== Problem ==
Pictures aside, repeat every entry exactly.

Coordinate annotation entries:
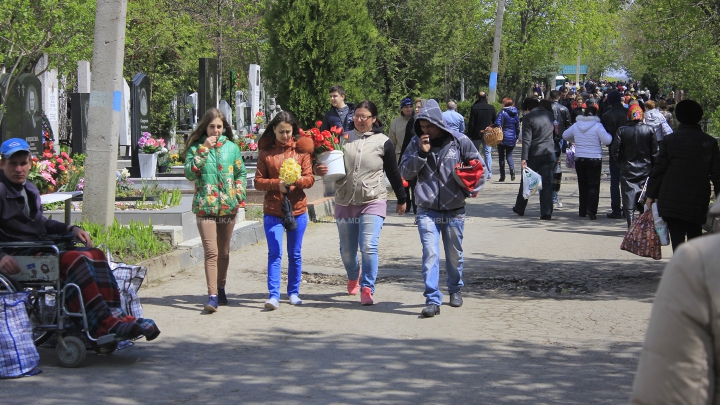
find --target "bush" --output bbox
[78,220,172,264]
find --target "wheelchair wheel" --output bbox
[0,271,22,293]
[28,291,57,346]
[90,342,118,355]
[55,336,87,368]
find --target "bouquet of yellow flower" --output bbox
[279,158,302,184]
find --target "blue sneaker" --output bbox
[204,295,217,314]
[218,288,227,305]
[265,298,280,311]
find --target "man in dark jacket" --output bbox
[647,100,720,250]
[400,100,485,317]
[467,91,497,180]
[513,98,557,220]
[320,85,355,132]
[0,138,160,340]
[601,91,628,219]
[610,105,658,228]
[550,90,572,208]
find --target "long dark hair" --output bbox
[355,100,383,128]
[258,111,300,149]
[183,108,233,155]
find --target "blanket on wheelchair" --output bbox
[60,248,160,340]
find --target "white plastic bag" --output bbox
[652,202,670,246]
[523,167,542,200]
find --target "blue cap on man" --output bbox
[0,138,30,158]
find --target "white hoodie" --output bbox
[563,116,612,159]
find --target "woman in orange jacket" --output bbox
[255,111,315,310]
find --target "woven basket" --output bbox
[485,127,503,146]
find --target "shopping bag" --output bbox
[553,160,562,192]
[652,203,670,246]
[565,145,575,169]
[523,167,542,200]
[620,210,662,260]
[0,292,41,378]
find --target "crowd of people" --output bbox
[179,80,720,317]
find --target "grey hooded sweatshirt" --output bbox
[400,99,486,211]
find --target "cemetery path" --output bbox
[2,159,672,404]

== Written solution ==
find --target "bush" --output bbox
[78,220,172,264]
find --target "wheelchair wheel" --output bbox
[0,271,22,293]
[28,291,57,346]
[90,342,118,355]
[55,336,87,368]
find --target "bouquet of yellow flower" --output bbox
[279,158,302,184]
find --target "blue sneaker" --output bbox
[204,295,217,314]
[218,288,227,305]
[265,298,280,311]
find --target "man in dark jacket" --output bbox
[647,100,720,250]
[400,100,485,317]
[467,91,497,180]
[513,98,557,220]
[320,85,355,132]
[0,138,160,340]
[601,91,628,219]
[610,105,658,228]
[550,90,572,208]
find --target "long dark hair" --output bbox
[355,100,383,128]
[258,111,300,149]
[183,108,233,155]
find --target "blanket on wheelchair" --output bbox
[60,248,160,340]
find --target "white plastic bag" --output bbox
[652,202,670,246]
[523,167,542,200]
find --target "blue cap on man" --output bbox
[0,138,30,158]
find --target "white hoodie" --output bbox
[563,116,612,159]
find --target "woman in orange jacket" --output bbox
[255,111,315,310]
find --target "woven basket" --output bbox
[485,127,503,146]
find --target "shopping bag" --output bbox
[553,160,562,192]
[652,203,670,246]
[565,145,575,169]
[523,167,542,200]
[620,210,662,260]
[0,292,41,378]
find --target "crowd of people" --output bbox
[179,80,720,317]
find --target "grey hooded sweatshirt" --output bbox
[400,99,486,211]
find --target "cemetery path" --output bbox
[2,159,672,404]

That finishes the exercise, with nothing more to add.